▸ **Required task**: Turn the listing below into a two-column CSV with the headers input and output. Begin at the line that has "of the dusty" and stop at the end of the listing, giving each text and the answer under it one row, with both in quoted fields and line breaks changed to spaces.

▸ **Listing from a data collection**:
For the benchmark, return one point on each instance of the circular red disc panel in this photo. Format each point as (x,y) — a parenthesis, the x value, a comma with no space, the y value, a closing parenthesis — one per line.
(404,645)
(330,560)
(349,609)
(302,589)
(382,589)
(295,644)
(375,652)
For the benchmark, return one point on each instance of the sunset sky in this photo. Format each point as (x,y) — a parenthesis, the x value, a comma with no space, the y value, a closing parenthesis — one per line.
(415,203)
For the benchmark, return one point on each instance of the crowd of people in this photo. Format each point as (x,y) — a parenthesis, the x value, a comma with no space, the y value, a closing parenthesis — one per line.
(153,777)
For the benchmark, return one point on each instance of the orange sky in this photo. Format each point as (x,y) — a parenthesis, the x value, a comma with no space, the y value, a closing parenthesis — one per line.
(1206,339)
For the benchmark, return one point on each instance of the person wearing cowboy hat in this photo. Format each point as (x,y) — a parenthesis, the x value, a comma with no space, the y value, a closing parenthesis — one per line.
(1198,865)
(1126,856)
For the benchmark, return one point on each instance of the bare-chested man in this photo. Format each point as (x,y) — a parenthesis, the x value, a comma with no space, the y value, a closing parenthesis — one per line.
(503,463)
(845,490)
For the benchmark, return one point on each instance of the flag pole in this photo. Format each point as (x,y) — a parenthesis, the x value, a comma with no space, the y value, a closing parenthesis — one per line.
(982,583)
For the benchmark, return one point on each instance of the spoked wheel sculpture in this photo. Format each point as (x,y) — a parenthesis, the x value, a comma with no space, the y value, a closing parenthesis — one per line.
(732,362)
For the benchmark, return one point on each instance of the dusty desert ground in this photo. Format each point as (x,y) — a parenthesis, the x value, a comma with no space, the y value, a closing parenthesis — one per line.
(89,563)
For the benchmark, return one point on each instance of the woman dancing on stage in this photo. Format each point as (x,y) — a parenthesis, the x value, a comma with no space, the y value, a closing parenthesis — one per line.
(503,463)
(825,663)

▸ **Expected answer**:
input,output
"For the benchmark, return one point on each instance of the dusty desert ground in this photo. Format each point as (x,y) — a parenthesis, the x value, a comma with no space, the y value, a closing parenthesis — one per line.","(89,563)"
"For the benchmark, return one point on each instance of the woman dancing on stage in this photo. Format each point as (x,y) — a parenthesis, the x value, a comma with no space, the y value, a closing parenthesis — one per line.","(503,463) (825,663)"